**SUPPLIED TEXT**
⁂

如何根据值删除列表的嵌套字典中的键

Question

I am working on a file representing a tree-like structure very similar to flare.json which is known for D3.js community. What's the best way to delete all the leaves of the tree in python? In other words, I want to remove all the keys that don't have a 'children' key in their value.

example :

{
 "name": "flare",
 "children": [
  {
   "name": "analytics",
   "children": [
    {
     "name": "cluster",
     "children": [
      {"name": "AgglomerativeCluster", "size": 3938},
      {"name": "CommunityStructure", "size": 3812},
      {"name": "HierarchicalCluster", "size": 6714},
      {"name": "MergeEdge", "size": 743}
     ]
    },
    {
     "name": "graph",
     "children": [
      {"name": "BetweennessCentrality", "size": 3534},
      {"name": "LinkDistance", "size": 5731},
      {"name": "MaxFlowMinCut", "size": 7840},
      {"name": "ShortestPaths", "size": 5914},
      {"name": "SpanningTree", "size": 3416}
     ]
    },
    {
     "name": "optimization",
     "children": [
      {"name": "AspectRatioBanker", "size": 7074}
     ] ...

which should become:

{
 "name": "flare",
 "children": [
  {
   "name": "analytics",
   "children": [
    {
     "name": "cluster",
    },
    {
     "name": "graph",
    },
    {
     "name": "optimization",

     ] ...

In other words, I'm just cutting the leaves of the tree. In a children list is empty, it should be removed.

I tried this only to remove the keys and it did not work:

def deleteLeaves(pTree):
    if pTree.has_key('children'):
        for child in pTree['children']:
            deleteLeaves(child)

⁂

**ENTRIES**
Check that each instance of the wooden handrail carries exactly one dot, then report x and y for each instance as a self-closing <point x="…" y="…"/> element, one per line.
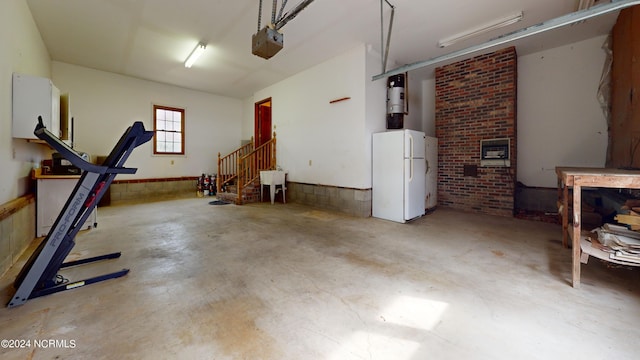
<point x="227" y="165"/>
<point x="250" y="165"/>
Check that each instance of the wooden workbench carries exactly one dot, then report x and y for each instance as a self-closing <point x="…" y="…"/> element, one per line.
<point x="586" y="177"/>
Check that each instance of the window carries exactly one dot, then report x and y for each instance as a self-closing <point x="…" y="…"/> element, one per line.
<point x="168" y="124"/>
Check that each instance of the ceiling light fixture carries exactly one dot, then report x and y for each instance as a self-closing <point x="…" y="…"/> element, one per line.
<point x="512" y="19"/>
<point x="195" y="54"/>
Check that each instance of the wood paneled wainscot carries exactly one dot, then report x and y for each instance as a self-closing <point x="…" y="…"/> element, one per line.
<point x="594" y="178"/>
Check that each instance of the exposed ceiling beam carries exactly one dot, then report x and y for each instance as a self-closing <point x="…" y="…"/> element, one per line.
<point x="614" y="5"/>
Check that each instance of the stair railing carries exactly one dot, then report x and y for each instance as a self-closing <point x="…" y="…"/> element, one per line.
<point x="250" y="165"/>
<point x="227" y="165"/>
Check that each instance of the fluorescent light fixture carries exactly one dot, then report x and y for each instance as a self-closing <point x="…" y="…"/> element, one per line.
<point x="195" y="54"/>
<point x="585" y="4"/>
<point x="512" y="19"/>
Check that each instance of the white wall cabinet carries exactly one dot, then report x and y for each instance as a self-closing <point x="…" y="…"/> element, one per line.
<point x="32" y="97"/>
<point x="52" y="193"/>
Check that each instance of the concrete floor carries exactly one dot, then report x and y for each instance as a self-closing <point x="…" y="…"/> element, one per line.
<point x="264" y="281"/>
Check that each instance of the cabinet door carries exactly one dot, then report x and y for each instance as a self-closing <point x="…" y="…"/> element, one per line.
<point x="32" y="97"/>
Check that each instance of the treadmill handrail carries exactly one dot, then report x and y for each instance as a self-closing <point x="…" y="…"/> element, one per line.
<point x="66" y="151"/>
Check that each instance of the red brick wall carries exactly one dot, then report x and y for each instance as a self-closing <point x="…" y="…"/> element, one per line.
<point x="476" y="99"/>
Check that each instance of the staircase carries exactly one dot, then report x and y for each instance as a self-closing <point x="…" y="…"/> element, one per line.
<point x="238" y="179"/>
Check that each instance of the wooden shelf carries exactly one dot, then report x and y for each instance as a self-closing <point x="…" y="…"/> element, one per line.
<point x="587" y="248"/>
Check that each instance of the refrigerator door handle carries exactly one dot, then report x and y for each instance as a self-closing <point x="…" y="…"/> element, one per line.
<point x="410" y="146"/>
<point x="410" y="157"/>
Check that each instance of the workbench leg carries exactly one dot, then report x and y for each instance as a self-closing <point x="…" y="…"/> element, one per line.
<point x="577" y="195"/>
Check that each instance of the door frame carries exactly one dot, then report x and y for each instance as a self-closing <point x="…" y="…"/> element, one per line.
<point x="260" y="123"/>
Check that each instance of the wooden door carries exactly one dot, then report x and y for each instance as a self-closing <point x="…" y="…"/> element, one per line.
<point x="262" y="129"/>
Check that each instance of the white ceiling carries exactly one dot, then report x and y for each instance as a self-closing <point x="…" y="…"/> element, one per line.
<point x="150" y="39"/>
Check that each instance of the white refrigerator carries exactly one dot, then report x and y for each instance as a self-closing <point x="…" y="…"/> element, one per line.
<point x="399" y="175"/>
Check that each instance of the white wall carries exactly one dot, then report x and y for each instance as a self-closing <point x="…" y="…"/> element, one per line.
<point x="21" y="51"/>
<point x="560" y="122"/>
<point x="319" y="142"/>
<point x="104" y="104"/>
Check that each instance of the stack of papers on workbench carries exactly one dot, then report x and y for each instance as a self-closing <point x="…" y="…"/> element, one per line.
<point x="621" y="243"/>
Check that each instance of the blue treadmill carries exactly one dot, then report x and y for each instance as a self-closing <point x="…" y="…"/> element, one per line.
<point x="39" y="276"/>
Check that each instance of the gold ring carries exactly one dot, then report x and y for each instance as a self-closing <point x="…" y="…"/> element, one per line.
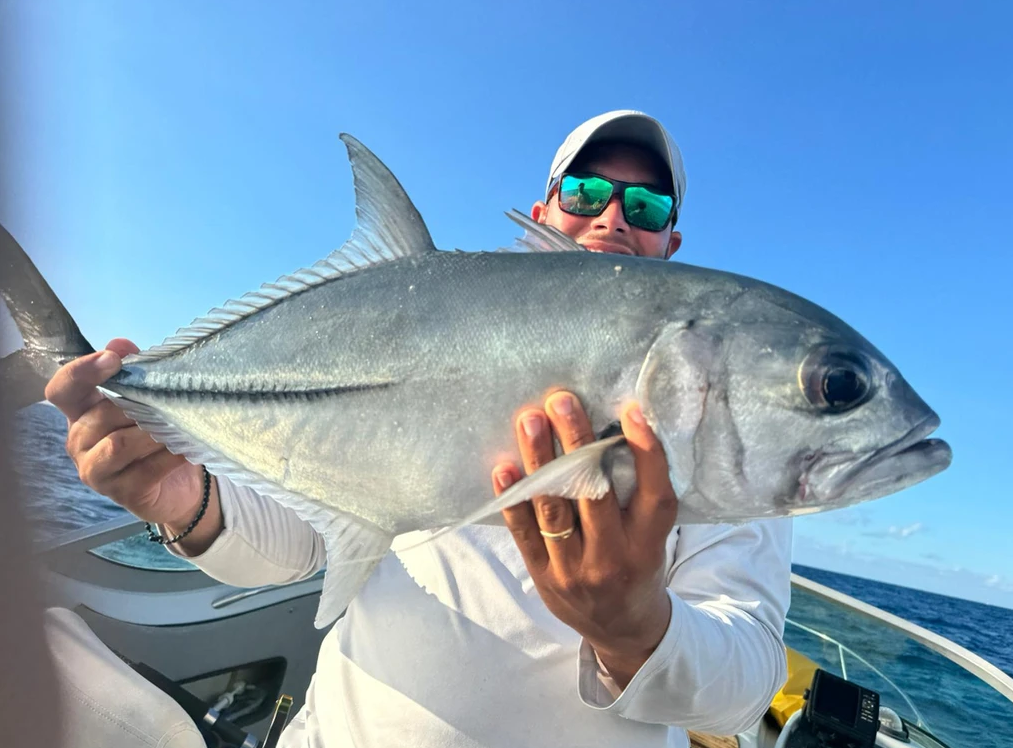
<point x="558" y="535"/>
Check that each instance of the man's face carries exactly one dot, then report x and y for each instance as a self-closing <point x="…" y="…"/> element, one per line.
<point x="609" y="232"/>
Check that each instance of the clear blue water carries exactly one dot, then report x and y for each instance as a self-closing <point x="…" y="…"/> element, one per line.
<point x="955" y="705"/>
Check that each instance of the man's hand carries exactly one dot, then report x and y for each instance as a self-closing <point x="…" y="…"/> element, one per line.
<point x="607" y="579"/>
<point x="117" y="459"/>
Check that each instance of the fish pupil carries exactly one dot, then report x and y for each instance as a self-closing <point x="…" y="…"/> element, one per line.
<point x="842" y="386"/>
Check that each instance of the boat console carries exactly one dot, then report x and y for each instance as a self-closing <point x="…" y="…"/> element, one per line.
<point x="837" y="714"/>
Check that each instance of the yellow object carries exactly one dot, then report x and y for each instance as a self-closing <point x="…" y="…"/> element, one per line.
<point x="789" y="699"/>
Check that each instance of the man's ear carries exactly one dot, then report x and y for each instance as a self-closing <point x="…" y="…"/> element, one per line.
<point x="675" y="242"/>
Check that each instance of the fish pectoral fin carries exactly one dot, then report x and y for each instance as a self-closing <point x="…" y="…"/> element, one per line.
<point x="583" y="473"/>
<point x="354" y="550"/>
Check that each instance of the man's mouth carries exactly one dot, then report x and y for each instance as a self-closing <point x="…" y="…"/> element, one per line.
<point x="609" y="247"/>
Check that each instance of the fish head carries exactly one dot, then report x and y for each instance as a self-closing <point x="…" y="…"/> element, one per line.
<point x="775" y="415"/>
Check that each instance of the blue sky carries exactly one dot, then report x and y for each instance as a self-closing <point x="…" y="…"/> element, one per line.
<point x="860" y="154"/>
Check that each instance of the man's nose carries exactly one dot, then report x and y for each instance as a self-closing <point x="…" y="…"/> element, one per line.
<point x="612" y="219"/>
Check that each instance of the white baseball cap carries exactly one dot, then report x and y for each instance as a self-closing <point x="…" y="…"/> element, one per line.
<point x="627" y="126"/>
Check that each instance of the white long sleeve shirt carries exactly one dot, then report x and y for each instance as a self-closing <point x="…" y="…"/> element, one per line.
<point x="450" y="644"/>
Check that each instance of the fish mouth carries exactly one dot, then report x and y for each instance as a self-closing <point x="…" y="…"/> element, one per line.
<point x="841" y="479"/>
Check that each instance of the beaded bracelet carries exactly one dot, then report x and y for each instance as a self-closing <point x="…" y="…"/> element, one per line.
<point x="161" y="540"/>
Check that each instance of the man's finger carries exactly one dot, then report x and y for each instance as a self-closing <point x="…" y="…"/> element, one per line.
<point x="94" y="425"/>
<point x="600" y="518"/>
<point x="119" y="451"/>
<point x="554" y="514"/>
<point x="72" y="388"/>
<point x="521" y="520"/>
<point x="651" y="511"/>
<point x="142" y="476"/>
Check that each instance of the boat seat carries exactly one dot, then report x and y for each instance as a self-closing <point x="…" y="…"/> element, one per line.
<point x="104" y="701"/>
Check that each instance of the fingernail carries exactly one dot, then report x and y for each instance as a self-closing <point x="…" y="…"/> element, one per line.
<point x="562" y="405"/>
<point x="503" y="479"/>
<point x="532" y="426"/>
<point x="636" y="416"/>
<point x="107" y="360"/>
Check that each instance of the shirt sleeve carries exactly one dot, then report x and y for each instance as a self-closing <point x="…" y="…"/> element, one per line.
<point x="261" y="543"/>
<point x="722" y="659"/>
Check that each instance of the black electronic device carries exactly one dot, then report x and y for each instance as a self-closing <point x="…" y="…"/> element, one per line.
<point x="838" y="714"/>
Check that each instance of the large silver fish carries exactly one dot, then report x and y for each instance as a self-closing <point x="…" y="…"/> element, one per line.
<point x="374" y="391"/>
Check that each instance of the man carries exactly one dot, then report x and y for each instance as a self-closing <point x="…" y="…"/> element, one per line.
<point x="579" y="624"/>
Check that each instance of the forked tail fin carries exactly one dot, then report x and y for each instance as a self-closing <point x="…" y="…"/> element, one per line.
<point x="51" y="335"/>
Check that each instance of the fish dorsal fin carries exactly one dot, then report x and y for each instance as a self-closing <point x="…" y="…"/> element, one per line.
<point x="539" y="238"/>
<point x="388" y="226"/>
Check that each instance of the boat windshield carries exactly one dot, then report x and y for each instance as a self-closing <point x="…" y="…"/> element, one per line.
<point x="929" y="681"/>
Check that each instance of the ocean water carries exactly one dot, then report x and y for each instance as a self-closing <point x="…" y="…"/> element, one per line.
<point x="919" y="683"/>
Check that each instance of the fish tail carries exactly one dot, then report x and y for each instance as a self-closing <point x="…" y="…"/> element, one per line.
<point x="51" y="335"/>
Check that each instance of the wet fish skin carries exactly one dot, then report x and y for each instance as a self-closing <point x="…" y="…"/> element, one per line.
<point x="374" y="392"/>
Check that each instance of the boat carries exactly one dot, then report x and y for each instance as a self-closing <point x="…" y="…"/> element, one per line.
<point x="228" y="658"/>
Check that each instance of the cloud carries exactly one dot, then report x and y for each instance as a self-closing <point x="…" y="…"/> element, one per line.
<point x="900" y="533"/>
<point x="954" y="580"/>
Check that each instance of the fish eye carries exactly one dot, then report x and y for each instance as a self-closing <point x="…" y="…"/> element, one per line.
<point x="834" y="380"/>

⁂

**SHORT EXERCISE**
In the forum question, why does the "cluster" item keep only its "name" key in the desired result?

**RESPONSE TO THIS EXERCISE**
None of the items in its "children" list has a 'children' key of its own, so they are all leaves, and the goal is to delete every leaf. Once they are removed, the list is empty, and the question says an empty children list should also be removed.